[Items from a data source]
BEGIN

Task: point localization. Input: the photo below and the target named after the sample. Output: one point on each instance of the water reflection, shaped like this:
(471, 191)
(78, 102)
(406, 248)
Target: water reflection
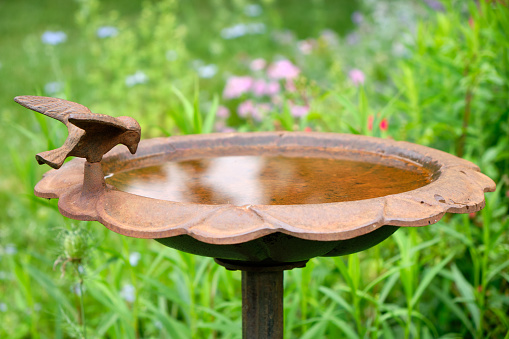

END
BEGIN

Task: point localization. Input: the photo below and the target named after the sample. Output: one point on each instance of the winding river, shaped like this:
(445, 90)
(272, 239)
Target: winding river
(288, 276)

END
BEGIN

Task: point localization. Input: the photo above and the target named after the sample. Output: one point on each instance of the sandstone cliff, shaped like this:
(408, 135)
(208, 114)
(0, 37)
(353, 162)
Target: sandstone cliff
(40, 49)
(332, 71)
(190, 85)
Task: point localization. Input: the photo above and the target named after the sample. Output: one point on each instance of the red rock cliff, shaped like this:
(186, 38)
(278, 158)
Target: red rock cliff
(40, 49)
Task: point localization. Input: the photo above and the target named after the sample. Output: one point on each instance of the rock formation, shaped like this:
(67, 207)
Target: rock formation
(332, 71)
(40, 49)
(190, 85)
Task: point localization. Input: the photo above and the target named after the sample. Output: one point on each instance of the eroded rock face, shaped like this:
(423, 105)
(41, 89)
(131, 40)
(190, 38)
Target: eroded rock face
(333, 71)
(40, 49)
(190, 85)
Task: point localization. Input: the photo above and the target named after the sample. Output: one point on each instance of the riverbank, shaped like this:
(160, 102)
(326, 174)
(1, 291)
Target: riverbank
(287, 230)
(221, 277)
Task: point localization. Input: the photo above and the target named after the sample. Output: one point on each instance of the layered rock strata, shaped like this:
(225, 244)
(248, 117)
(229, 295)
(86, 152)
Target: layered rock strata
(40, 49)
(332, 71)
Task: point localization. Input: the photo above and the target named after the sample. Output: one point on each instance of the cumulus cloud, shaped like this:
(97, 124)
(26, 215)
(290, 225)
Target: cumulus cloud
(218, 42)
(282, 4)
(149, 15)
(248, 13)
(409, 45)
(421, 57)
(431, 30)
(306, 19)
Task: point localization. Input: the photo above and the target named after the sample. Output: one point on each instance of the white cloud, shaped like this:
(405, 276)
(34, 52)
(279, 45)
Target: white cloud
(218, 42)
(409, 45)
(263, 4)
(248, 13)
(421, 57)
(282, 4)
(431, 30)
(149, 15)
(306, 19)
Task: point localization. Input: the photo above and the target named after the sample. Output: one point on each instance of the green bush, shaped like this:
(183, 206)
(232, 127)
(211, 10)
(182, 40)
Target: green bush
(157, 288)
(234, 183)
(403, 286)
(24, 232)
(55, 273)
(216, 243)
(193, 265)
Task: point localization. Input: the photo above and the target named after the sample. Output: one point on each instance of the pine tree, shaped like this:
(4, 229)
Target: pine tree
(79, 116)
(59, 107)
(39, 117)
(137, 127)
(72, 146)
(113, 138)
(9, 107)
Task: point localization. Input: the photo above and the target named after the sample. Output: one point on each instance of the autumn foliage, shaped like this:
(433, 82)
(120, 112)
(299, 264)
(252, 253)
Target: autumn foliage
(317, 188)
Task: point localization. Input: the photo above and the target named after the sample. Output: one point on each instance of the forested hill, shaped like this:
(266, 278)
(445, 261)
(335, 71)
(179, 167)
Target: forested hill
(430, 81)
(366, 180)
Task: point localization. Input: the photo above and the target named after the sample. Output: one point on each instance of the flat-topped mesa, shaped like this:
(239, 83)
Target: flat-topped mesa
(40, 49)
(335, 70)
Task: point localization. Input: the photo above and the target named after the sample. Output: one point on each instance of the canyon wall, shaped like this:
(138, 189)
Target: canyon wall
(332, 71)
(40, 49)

END

- **DESCRIPTION OF THE TASK**:
Set apart and copy each line of the records that holds the word "water".

- **WRITTEN SOLUTION**:
Task: point localization. Input: the photo below and the target named after the sample. Output: one point on each instance of the water reflection, shaped like this:
Target: water reflection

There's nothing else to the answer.